18th Street between 10th Avenue and the West Side Highway

Bus driver with reading glasses and Yankee cap, addressing the smattering of passengers on his M14D bus over his shoulder and through his rearview mirror.

Bus Driver: I always say, This is not Planet Earth, it’s Planet Dirt.  And everything on this planet is made of dirt.  And everything sooner or later returns to dirt.  And what goes up?  Sooner or later must get torn down.  This?  This?  (He gestures to the buildings out the bus windows.) All torn down.  So I say to you all, Welcome.  Welcome to Planet Dirt!

Published in:  on December 10, 2009 at 11:44 pm Leave a Comment

Q train over the Manhattan Bridge

Nebbishy dad–gray beard, jacket over hoodie over sweater, wearing both his and his kid’s backpacks–and painfully dorky eight-year-old boy–adenoidal, sticky, tiny, pre-orthodontia–riding home on the Q.  Kid sitting, dad standing.

Dad: So how was the rest of your day?

Kid: Ummmm.  B+.  We did family tree stuff.  We were allowed to include whatever kinds of beasts or creatures we wanted, even imaginary.  Rachel did the whole Simpsons.  She had some really obscure Simpsons characters like Herb Powell, remember him he’s Homer’s long-lost brother, but she forgot Maggie.  The smartest member of the Simpsons family.  Maggie’s even smarter than Lisa because Lisa has an attitude.

Dad: Attitude doesn’t have anything to do with intelligence.  Although a bad attitude is sometimes a byproduct of having too much confidence in your intelligence.

Dad takes out his iPhone.

Kid:  Right.  I think all the characters on the Simpsons are pretty solid.  (gesturing to a bag of barbeuce potato chips inside a Gristede’s bag his dad’s holding) Can I have some more?

Dad: (absent, on his iPhone) Yes.

Kid: Why don’t I hold them, that way I can have them whenever I want them.

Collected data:

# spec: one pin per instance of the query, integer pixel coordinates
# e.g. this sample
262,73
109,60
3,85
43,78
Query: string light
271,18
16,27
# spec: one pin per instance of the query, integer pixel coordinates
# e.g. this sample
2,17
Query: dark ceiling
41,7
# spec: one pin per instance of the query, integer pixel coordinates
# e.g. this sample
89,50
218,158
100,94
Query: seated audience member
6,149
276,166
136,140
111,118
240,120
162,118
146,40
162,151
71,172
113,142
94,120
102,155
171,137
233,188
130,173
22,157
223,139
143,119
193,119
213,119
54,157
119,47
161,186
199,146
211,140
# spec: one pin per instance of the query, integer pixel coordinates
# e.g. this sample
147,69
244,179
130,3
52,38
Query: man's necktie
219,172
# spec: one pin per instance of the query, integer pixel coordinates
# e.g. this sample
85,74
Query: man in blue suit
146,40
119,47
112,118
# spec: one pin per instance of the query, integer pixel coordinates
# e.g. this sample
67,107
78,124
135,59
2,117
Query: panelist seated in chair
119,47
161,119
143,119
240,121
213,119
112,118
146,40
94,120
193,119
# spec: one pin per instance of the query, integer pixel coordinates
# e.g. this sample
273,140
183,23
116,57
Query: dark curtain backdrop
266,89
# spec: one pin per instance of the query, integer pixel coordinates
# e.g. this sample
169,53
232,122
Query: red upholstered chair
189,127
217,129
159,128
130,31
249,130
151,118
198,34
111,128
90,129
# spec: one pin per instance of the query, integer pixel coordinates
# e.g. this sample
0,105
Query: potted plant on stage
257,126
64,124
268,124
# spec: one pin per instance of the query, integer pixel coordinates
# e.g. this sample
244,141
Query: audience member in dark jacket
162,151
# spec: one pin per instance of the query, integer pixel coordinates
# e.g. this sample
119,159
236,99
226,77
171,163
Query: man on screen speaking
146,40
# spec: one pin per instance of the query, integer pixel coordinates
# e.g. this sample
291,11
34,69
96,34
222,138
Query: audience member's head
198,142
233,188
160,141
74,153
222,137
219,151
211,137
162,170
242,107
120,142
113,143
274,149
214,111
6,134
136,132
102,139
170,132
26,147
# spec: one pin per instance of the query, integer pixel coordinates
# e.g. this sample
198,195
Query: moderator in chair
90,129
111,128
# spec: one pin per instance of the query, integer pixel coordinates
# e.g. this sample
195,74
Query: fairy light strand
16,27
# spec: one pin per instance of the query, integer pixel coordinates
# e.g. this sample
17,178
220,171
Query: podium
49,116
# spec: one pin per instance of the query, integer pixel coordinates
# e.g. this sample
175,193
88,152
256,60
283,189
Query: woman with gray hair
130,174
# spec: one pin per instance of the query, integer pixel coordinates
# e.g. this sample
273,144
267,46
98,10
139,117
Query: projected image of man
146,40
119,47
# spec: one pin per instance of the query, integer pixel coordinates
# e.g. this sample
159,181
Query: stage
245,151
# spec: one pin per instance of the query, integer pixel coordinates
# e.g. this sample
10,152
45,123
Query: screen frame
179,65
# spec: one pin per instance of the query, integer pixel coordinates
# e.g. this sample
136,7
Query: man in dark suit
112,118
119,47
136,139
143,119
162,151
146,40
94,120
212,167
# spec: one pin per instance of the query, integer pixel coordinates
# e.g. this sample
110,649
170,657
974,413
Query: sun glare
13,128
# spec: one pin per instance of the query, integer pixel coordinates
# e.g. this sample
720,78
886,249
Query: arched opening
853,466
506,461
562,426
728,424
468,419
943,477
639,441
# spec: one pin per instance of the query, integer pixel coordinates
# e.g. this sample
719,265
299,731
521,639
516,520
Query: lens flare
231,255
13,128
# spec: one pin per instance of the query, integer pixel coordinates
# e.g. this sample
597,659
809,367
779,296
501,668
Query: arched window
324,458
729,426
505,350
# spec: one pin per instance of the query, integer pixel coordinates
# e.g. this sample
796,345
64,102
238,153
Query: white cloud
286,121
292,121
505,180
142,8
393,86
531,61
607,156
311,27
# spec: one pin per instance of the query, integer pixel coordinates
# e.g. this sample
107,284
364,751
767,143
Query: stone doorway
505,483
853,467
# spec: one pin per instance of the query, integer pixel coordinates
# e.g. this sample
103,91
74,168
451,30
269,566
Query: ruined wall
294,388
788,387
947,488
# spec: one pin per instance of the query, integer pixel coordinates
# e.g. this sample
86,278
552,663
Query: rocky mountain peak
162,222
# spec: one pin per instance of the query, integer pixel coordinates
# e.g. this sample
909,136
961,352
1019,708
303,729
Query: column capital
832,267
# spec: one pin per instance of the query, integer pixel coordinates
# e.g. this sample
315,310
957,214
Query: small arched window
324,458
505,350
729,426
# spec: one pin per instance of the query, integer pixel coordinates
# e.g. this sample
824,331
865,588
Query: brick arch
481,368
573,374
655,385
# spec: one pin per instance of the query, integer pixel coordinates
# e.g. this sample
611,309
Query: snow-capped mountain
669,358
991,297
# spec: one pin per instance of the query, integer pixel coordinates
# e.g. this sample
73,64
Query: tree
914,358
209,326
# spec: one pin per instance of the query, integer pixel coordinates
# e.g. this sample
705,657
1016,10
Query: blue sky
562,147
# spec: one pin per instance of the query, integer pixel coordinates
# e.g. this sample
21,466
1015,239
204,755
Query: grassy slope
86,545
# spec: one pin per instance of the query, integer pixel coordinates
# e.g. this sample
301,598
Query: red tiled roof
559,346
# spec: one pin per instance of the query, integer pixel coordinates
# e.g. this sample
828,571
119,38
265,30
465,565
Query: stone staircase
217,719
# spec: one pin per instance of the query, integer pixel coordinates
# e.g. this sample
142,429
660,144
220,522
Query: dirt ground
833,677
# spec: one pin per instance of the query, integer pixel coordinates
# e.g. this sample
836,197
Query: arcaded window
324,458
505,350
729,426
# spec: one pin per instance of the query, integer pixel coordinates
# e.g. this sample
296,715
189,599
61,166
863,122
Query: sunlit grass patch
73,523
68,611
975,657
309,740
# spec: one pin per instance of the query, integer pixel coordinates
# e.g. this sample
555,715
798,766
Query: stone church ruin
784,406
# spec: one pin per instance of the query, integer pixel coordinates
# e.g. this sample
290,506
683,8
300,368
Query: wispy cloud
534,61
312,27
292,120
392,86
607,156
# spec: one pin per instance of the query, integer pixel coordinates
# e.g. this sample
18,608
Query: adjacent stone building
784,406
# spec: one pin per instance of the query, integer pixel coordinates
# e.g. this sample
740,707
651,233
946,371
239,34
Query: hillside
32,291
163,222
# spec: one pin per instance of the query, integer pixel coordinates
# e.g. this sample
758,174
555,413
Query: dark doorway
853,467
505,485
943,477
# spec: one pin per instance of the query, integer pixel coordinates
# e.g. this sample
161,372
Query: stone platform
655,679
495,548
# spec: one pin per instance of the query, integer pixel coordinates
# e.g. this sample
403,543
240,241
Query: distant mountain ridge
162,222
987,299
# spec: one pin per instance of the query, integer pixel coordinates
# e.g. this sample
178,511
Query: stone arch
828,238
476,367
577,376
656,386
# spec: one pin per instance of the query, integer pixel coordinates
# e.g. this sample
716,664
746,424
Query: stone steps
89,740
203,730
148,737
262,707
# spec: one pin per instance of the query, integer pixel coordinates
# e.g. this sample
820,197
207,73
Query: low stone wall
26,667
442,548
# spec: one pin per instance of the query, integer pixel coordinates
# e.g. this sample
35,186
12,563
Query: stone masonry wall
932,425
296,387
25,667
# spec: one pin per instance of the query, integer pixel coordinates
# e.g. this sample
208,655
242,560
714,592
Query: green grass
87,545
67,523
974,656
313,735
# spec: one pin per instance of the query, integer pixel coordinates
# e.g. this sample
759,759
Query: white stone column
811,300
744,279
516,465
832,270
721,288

Problem set:
1) List every Simpsons character that the overheard-conversations text mentions by name.
2) Reproduce the part of the overheard-conversations text that opens with the words containing "Bus driver with" and closes with "his rearview mirror.", swapping "Yankee cap" for "Mets cap".
These entries are material separate from the overheard-conversations text.

Answers below:
1) Herb Powell, Homer, Maggie, Lisa

2)
Bus driver with reading glasses and Mets cap, addressing the smattering of passengers on his M14D bus over his shoulder and through his rearview mirror.